In the passage about the cave diver's defamation suit, rewrite the section from "The diver, Vernon" to "repeating the claims.", changing "soccer players" to "football players".

### Exercise passage
⟨

The diver, Vernon Unsworth, helped rescue the young Thai soccer players who were trapped in a flooded cave in July. He is suing Musk for defamation, seeking financial compensation and an injunction to keep Musk from repeating the claims.

Musk called Unsworth a "pedo" on Twitter after the diver criticized Musk for creating an unnecessary mini submarine to aid in the rescue. Unsworth said the submarine was a "PR stunt" from Musk, and Musk responded by insisting the device would be helpful and suggesting Unsworth was a predator. "We will make [a video] of the mini-sub/pod going all the way to Cave 5 no problemo," Musk wrote in a since-deleted tweet. "Sorry pedo guy, you really did ask for it." The billionaire apologized, but then accused Unsworth of being a "child rapist," saying he moved to Thailand "for a child bride" and writing, "I f--king hope he sues me."

⟩

### Raw data
⟨

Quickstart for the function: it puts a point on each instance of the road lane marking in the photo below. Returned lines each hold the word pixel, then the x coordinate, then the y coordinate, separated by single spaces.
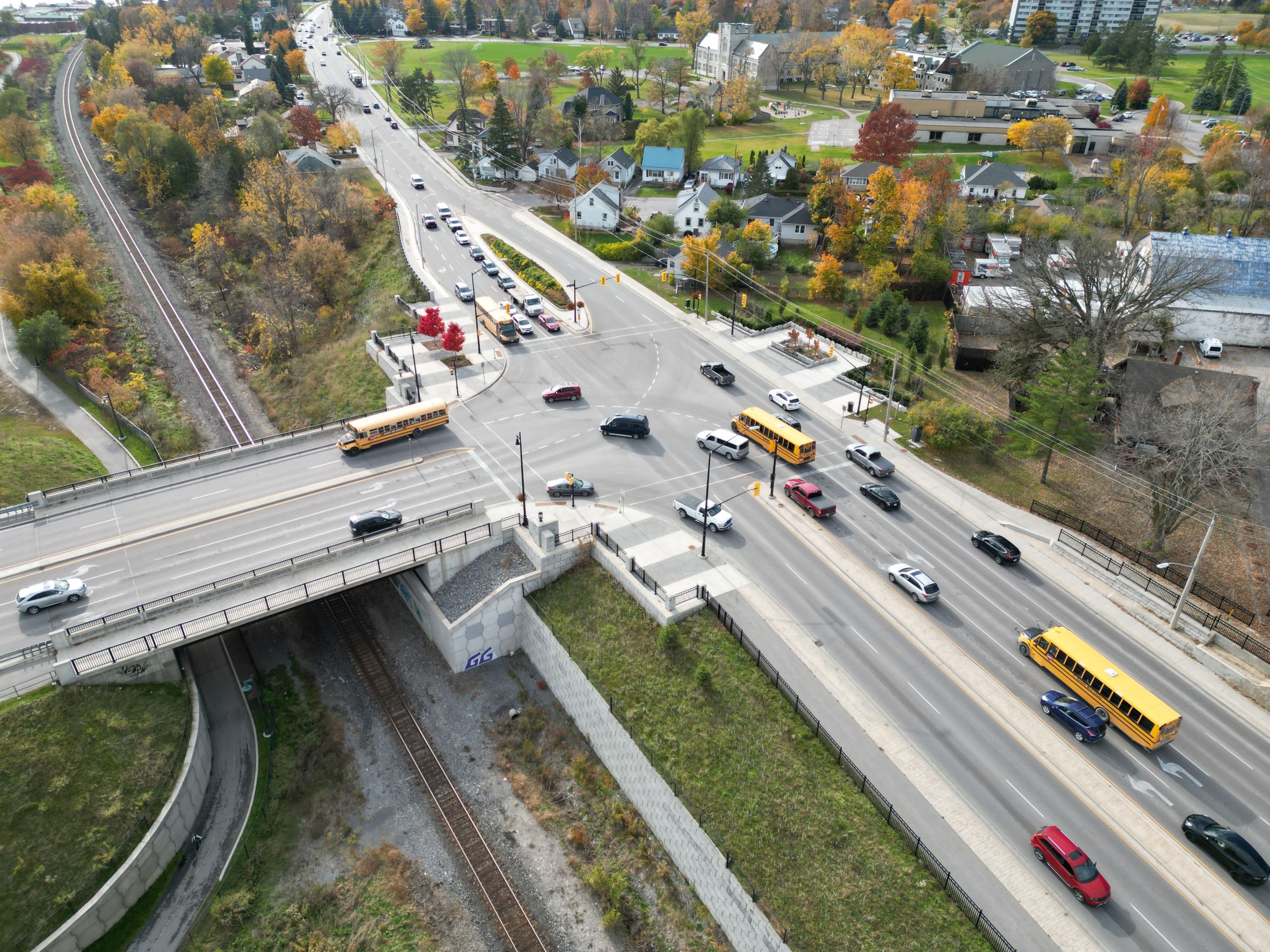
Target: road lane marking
pixel 1025 799
pixel 931 706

⟩

### The completed task
The diver, Vernon Unsworth, helped rescue the young Thai football players who were trapped in a flooded cave in July. He is suing Musk for defamation, seeking financial compensation and an injunction to keep Musk from repeating the claims.